**TASK INSTRUCTIONS:** Your task is to copy each line of the material that includes "with".

**DATASET EXCERPTS:**
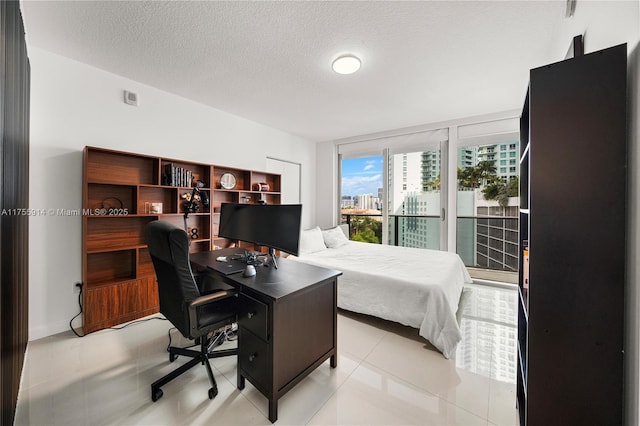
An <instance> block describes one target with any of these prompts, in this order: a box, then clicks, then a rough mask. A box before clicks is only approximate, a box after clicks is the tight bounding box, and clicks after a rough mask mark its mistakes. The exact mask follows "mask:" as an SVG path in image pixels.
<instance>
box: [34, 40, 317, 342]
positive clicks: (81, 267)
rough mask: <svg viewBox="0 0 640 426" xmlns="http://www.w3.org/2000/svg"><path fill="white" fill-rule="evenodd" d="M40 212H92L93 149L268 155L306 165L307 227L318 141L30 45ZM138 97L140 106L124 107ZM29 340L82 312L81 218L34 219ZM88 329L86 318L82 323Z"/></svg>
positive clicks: (310, 205)
mask: <svg viewBox="0 0 640 426" xmlns="http://www.w3.org/2000/svg"><path fill="white" fill-rule="evenodd" d="M28 51H29V59H30V61H31V152H30V154H31V158H30V176H29V178H30V208H33V209H49V208H53V209H58V208H65V209H79V208H81V207H82V205H81V203H82V149H83V148H84V146H85V145H91V146H99V147H105V148H111V149H116V150H122V151H131V152H137V153H142V154H150V155H158V156H165V157H172V158H177V159H184V160H192V161H201V162H206V163H213V164H220V165H227V166H233V167H240V168H247V169H258V170H266V164H267V159H266V157H267V156H271V157H276V158H281V159H285V160H289V161H293V162H297V163H301V164H302V171H303V175H302V182H301V185H302V203H303V204H304V209H303V210H304V217H303V226H305V227H307V226H309V225H310V224H315V222H316V217H315V211H316V209H315V203H316V198H315V192H314V188H315V185H316V181H315V171H316V161H315V154H316V147H315V143H312V142H310V141H307V140H305V139H302V138H300V137H296V136H293V135H290V134H287V133H284V132H282V131H279V130H276V129H273V128H269V127H266V126H263V125H261V124H258V123H255V122H252V121H249V120H246V119H243V118H240V117H237V116H234V115H230V114H227V113H225V112H222V111H219V110H216V109H213V108H210V107H207V106H204V105H202V104H198V103H195V102H192V101H189V100H186V99H184V98H181V97H179V96H175V95H172V94H169V93H166V92H163V91H160V90H157V89H154V88H152V87H149V86H146V85H143V84H140V83H137V82H134V81H131V80H128V79H125V78H122V77H120V76H117V75H114V74H111V73H107V72H105V71H102V70H99V69H96V68H93V67H90V66H87V65H85V64H81V63H79V62H75V61H72V60H69V59H67V58H64V57H61V56H58V55H54V54H52V53H49V52H47V51H43V50H40V49H36V48H33V47H29V49H28ZM124 89H126V90H130V91H134V92H136V93H137V94H138V96H139V99H140V106H139V107H137V108H136V107H132V106H129V105H126V104H124V102H123V90H124ZM29 225H30V230H29V233H30V236H29V247H30V249H29V250H30V251H29V256H30V258H29V275H30V280H29V281H30V288H29V339H30V340H34V339H38V338H41V337H44V336H48V335H51V334H55V333H58V332H61V331H65V330H68V328H69V320H70V319H71V318H72V317H73V316H74V315H75V314H76V313H78V311H79V308H78V297H77V294H74V292H73V284H74V283H75V282H78V281H81V279H82V253H81V238H82V221H81V218H80V217H60V216H58V217H55V216H53V217H52V216H44V217H42V216H39V217H32V218H31V220H30V224H29ZM74 324H76V325H80V324H81V322H80V321H76V322H74Z"/></svg>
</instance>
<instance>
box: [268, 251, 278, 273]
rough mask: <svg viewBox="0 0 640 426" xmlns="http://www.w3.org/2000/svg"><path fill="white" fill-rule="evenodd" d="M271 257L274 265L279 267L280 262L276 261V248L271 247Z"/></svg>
mask: <svg viewBox="0 0 640 426" xmlns="http://www.w3.org/2000/svg"><path fill="white" fill-rule="evenodd" d="M269 257H271V261H272V262H273V266H274V267H275V268H276V269H278V262H277V261H276V258H277V257H276V249H274V248H271V247H269Z"/></svg>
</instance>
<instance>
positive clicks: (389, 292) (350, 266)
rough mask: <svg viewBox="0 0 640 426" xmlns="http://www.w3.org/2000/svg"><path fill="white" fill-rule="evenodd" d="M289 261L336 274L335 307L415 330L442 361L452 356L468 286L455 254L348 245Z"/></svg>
mask: <svg viewBox="0 0 640 426" xmlns="http://www.w3.org/2000/svg"><path fill="white" fill-rule="evenodd" d="M290 259H295V260H297V261H301V262H305V263H308V264H311V265H316V266H321V267H326V268H331V269H335V270H338V271H341V272H342V276H341V277H340V278H339V279H338V307H340V308H342V309H346V310H348V311H353V312H358V313H362V314H367V315H373V316H376V317H379V318H383V319H386V320H390V321H395V322H398V323H400V324H404V325H407V326H410V327H414V328H417V329H419V333H420V335H421V336H422V337H424V338H425V339H427V340H428V341H429V342H431V344H433V346H435V347H436V348H437V349H438V350H439V351H440V352H442V354H443V355H444V356H445V357H446V358H451V357H452V356H454V355H455V350H456V346H457V345H458V343H459V342H460V340H462V335H461V334H460V327H459V325H458V321H457V319H456V312H457V310H458V303H459V301H460V296H461V295H462V290H463V287H464V285H465V283H471V277H470V276H469V273H468V271H467V269H466V268H465V266H464V263H463V262H462V260H461V259H460V257H459V256H458V255H457V254H455V253H449V252H444V251H437V250H427V249H416V248H409V247H396V246H388V245H382V244H369V243H361V242H356V241H349V242H348V243H347V244H344V245H342V246H340V247H336V248H327V249H326V250H321V251H319V252H315V253H311V254H304V255H301V256H298V257H294V256H291V257H290Z"/></svg>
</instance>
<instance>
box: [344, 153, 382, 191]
mask: <svg viewBox="0 0 640 426" xmlns="http://www.w3.org/2000/svg"><path fill="white" fill-rule="evenodd" d="M378 188H382V156H377V157H363V158H350V159H348V160H342V195H350V196H354V195H359V194H373V196H374V197H377V196H378Z"/></svg>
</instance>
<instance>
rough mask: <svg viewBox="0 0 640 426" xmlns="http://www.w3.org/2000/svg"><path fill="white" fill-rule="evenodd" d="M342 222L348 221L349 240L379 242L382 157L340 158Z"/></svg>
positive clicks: (347, 222)
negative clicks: (341, 177)
mask: <svg viewBox="0 0 640 426" xmlns="http://www.w3.org/2000/svg"><path fill="white" fill-rule="evenodd" d="M340 168H341V176H342V179H341V197H340V212H341V216H342V219H341V222H342V223H344V224H348V229H349V239H351V240H354V241H362V242H366V243H374V244H381V243H383V239H384V235H383V232H382V229H383V228H382V221H383V217H382V206H383V200H384V199H385V197H384V193H385V191H384V185H383V182H384V179H383V175H384V172H383V171H384V156H383V155H382V154H380V155H364V156H355V157H347V158H341V161H340Z"/></svg>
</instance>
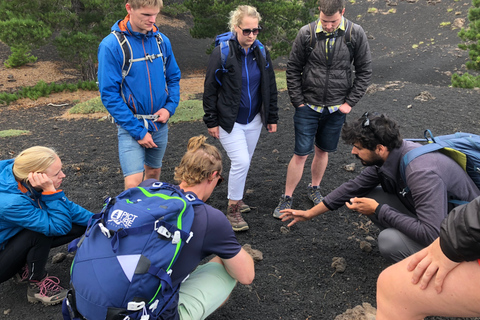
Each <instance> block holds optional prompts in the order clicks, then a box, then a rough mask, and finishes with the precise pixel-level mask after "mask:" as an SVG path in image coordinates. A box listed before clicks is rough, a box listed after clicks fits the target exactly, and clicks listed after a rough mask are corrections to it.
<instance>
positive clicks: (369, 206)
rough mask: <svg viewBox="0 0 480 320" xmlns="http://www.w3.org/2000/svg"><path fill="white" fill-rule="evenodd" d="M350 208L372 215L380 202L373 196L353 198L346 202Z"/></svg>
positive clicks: (364, 214)
mask: <svg viewBox="0 0 480 320" xmlns="http://www.w3.org/2000/svg"><path fill="white" fill-rule="evenodd" d="M345 205H346V206H347V208H348V209H350V210H354V211H357V212H360V213H361V214H364V215H367V216H369V215H372V214H374V213H375V209H377V207H378V202H377V201H375V200H374V199H371V198H357V197H355V198H352V199H350V203H348V202H345Z"/></svg>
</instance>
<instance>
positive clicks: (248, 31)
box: [237, 26, 262, 37]
mask: <svg viewBox="0 0 480 320" xmlns="http://www.w3.org/2000/svg"><path fill="white" fill-rule="evenodd" d="M237 27H238V29H240V30H242V34H243V35H244V36H246V37H247V36H249V35H250V33H252V32H253V35H254V36H256V35H257V34H259V33H260V30H262V28H260V27H258V28H254V29H242V28H240V26H237Z"/></svg>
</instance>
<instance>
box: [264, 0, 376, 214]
mask: <svg viewBox="0 0 480 320" xmlns="http://www.w3.org/2000/svg"><path fill="white" fill-rule="evenodd" d="M319 9H320V16H319V19H318V21H317V22H315V23H310V24H308V25H306V26H303V27H302V28H301V29H300V31H299V33H298V35H297V37H296V39H295V42H294V43H293V46H292V51H291V53H290V57H289V60H288V64H287V86H288V94H289V95H290V100H291V102H292V104H293V106H294V107H295V116H294V123H295V152H294V155H293V157H292V159H291V160H290V163H289V165H288V171H287V179H286V180H287V181H286V185H285V193H284V194H283V195H282V197H281V199H280V202H279V204H278V206H277V208H275V211H274V212H273V216H274V217H275V218H279V217H280V215H281V214H280V210H284V209H290V208H291V206H292V195H293V192H294V190H295V188H296V186H297V184H298V183H299V182H300V180H301V178H302V173H303V169H304V165H305V162H306V160H307V157H308V155H309V154H311V153H314V158H313V162H312V167H311V172H312V180H311V184H310V185H309V186H308V188H307V192H308V197H309V198H310V199H311V200H312V201H313V203H314V204H315V205H317V204H318V203H320V202H321V201H322V199H323V197H322V195H321V193H320V182H321V181H322V178H323V174H324V173H325V169H326V167H327V164H328V153H329V152H334V151H335V150H336V149H337V145H338V139H339V137H340V132H341V129H342V126H343V123H344V122H345V117H346V114H347V113H349V112H350V110H351V109H352V107H354V106H355V104H356V103H357V102H358V101H359V100H360V99H361V98H362V97H363V95H364V94H365V91H366V90H367V87H368V85H369V83H370V78H371V75H372V68H371V55H370V47H369V45H368V41H367V36H366V34H365V32H364V30H363V29H362V27H361V26H359V25H357V24H354V23H352V22H350V21H348V20H347V19H346V18H344V16H343V14H344V13H345V3H344V0H320V1H319ZM312 34H313V37H312V36H311V35H312ZM352 62H353V66H354V68H355V76H354V75H353V72H352ZM353 78H355V79H353ZM314 142H315V144H314ZM314 145H315V146H314Z"/></svg>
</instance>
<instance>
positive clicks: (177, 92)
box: [98, 15, 181, 141]
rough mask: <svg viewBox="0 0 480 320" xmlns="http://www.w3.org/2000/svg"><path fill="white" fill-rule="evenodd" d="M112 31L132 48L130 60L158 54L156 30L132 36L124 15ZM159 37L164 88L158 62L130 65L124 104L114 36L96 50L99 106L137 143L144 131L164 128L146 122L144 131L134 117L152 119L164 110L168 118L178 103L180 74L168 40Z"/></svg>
mask: <svg viewBox="0 0 480 320" xmlns="http://www.w3.org/2000/svg"><path fill="white" fill-rule="evenodd" d="M112 31H118V32H122V33H123V34H124V35H125V37H126V38H127V39H128V41H129V43H130V45H131V48H132V59H138V58H143V57H145V55H146V54H149V55H153V54H158V53H159V50H158V45H157V40H156V38H155V35H157V34H159V33H160V32H159V31H158V28H157V27H156V26H154V27H153V30H152V31H149V32H148V33H147V34H143V33H139V32H134V31H133V30H132V28H131V25H130V21H129V16H128V15H127V17H126V18H125V19H124V20H119V21H117V22H116V23H115V24H114V25H113V27H112ZM160 35H161V36H162V38H163V41H164V44H165V45H164V46H163V47H164V48H165V52H163V55H164V57H165V60H166V63H165V68H166V70H165V75H166V86H165V75H164V72H163V61H162V59H161V58H157V59H154V60H151V61H149V60H144V61H138V62H133V63H132V66H131V69H130V72H129V73H128V75H127V76H126V78H125V81H124V82H123V86H122V91H123V96H124V97H125V99H126V103H125V102H124V101H123V98H122V95H121V93H120V85H121V83H122V65H123V52H122V48H121V46H120V44H119V43H118V40H117V38H116V37H115V35H114V34H110V35H108V36H107V37H105V38H104V39H103V41H102V42H101V43H100V46H99V48H98V82H99V89H100V94H101V98H102V102H103V105H104V106H105V107H106V108H107V110H108V112H109V113H110V114H111V115H112V117H113V118H114V119H115V121H116V123H117V124H119V125H120V126H121V127H122V128H124V129H125V130H127V131H128V132H129V133H130V135H131V136H132V137H133V138H134V139H135V140H137V141H138V140H141V139H143V137H145V135H146V134H147V131H158V129H159V128H160V127H161V126H164V125H167V124H166V123H165V124H164V123H160V122H153V121H152V120H148V130H147V128H145V125H144V122H143V120H139V119H137V118H135V117H134V116H133V115H134V114H142V115H153V114H154V113H156V112H157V111H158V110H160V109H161V108H165V109H167V110H168V112H169V113H170V116H172V115H173V114H174V113H175V109H176V108H177V106H178V103H179V101H180V77H181V72H180V69H179V67H178V65H177V62H176V60H175V57H174V55H173V51H172V46H171V43H170V40H169V39H168V38H167V37H166V36H165V35H163V34H161V33H160ZM166 87H167V90H166V89H165V88H166ZM167 91H168V92H167Z"/></svg>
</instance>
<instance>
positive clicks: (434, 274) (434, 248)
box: [407, 238, 459, 293]
mask: <svg viewBox="0 0 480 320" xmlns="http://www.w3.org/2000/svg"><path fill="white" fill-rule="evenodd" d="M458 265H459V263H457V262H454V261H452V260H450V259H448V258H447V256H445V255H444V254H443V252H442V249H441V247H440V240H439V238H437V240H435V241H434V242H433V243H432V244H431V245H429V246H428V247H426V248H425V249H423V250H421V251H419V252H417V253H415V254H414V255H412V256H411V257H410V261H409V263H408V265H407V270H408V271H413V275H412V283H413V284H417V283H419V282H420V289H422V290H423V289H426V288H427V286H428V284H429V283H430V281H431V279H432V278H433V277H435V279H434V286H435V290H436V291H437V293H440V292H442V286H443V281H444V280H445V277H446V276H447V274H448V273H449V272H450V271H452V270H453V269H454V268H455V267H457V266H458Z"/></svg>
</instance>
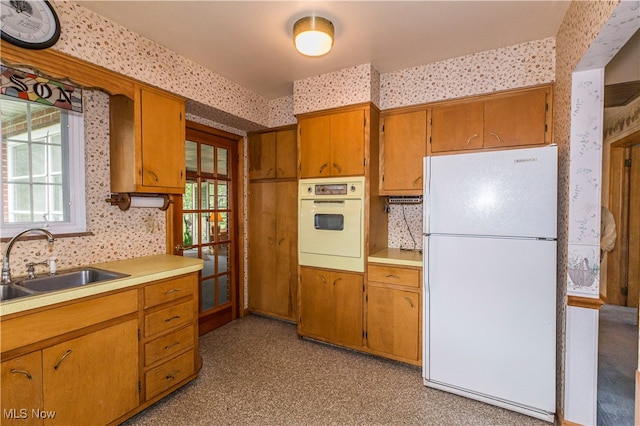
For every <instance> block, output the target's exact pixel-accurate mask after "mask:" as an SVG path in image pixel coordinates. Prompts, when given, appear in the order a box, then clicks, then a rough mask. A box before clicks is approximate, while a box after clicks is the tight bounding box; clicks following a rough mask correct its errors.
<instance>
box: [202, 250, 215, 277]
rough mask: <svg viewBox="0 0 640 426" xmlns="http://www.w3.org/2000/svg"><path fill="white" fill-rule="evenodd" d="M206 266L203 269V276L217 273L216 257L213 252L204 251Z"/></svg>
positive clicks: (204, 255)
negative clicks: (216, 272) (209, 252)
mask: <svg viewBox="0 0 640 426" xmlns="http://www.w3.org/2000/svg"><path fill="white" fill-rule="evenodd" d="M202 260H203V261H204V268H203V269H202V277H203V278H208V277H212V276H214V275H215V274H216V258H215V256H214V255H213V254H212V253H205V252H203V253H202Z"/></svg>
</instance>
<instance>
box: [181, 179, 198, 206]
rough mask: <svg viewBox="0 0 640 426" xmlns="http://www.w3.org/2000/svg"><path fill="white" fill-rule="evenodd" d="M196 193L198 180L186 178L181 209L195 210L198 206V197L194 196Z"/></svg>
mask: <svg viewBox="0 0 640 426" xmlns="http://www.w3.org/2000/svg"><path fill="white" fill-rule="evenodd" d="M197 193H198V182H197V181H194V180H187V183H186V184H185V187H184V195H183V196H182V209H183V210H195V209H197V208H198V205H197V204H196V203H197V202H198V198H197V197H196V194H197Z"/></svg>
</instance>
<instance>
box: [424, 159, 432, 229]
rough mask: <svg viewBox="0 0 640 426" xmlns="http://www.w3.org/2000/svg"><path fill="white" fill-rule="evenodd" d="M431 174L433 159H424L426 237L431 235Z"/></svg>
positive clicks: (425, 226) (424, 187)
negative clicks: (430, 175) (431, 165)
mask: <svg viewBox="0 0 640 426" xmlns="http://www.w3.org/2000/svg"><path fill="white" fill-rule="evenodd" d="M430 173H431V157H424V162H423V171H422V174H423V176H424V179H423V180H422V181H423V183H424V188H423V194H424V195H423V197H422V206H423V209H422V214H423V217H422V229H423V232H424V235H429V233H430V226H429V216H430V210H431V197H430V194H429V185H430V184H429V182H430V180H431V179H430V177H431V176H430Z"/></svg>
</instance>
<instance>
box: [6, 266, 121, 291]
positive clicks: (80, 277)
mask: <svg viewBox="0 0 640 426" xmlns="http://www.w3.org/2000/svg"><path fill="white" fill-rule="evenodd" d="M128 276H129V275H127V274H121V273H119V272H113V271H106V270H104V269H98V268H90V267H84V268H74V269H67V270H64V271H59V272H58V274H56V275H49V276H44V277H36V278H33V279H30V280H27V279H25V280H23V281H16V282H15V284H16V285H18V286H20V287H24V288H26V289H29V290H33V291H36V292H48V291H55V290H64V289H67V288H75V287H82V286H84V285H87V284H94V283H97V282H102V281H109V280H115V279H118V278H124V277H128Z"/></svg>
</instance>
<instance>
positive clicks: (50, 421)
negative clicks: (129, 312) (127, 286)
mask: <svg viewBox="0 0 640 426" xmlns="http://www.w3.org/2000/svg"><path fill="white" fill-rule="evenodd" d="M137 336H138V321H137V319H133V320H129V321H126V322H124V323H122V324H118V325H113V326H110V327H107V328H105V329H102V330H99V331H96V332H93V333H89V334H86V335H84V336H82V337H78V338H76V339H73V340H70V341H67V342H63V343H60V344H58V345H55V346H52V347H50V348H47V349H45V350H43V351H42V370H43V382H44V386H43V388H44V391H43V399H44V405H43V407H44V410H45V412H55V417H54V418H53V419H48V420H47V422H46V423H47V424H59V425H80V424H95V425H104V424H107V423H109V422H111V421H113V420H114V419H116V418H118V417H120V416H122V415H123V414H125V413H127V412H128V411H130V410H132V409H134V408H135V407H136V406H137V405H138V383H137V382H138V342H137Z"/></svg>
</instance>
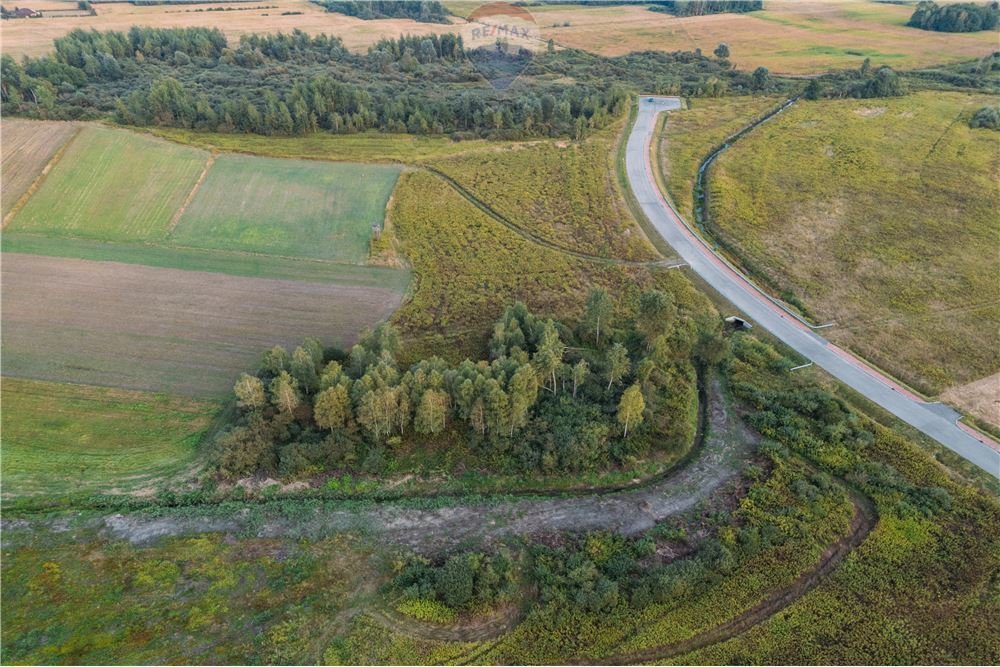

**WRITTEN ANSWER:**
An <instance> block describes one target with any of these prompts, in this order: a box, then clicks, then a rough mask. A box before clicks is only approximate, a box after clicks is the tight bounding box, and clicks after a rough mask mark its mistakes. The exact mask follows "mask:" as an SVG path in image pixels.
Each <instance> block holds optional prompts in the order clicks, then a box, then a rough mask, and finishes with the precise pixel-level mask after "mask:" as an SVG path in image coordinates. A box listed before clicks is rough, a box listed after clicks fits the target exactly, and clicks listed after a rough mask are corrections to it.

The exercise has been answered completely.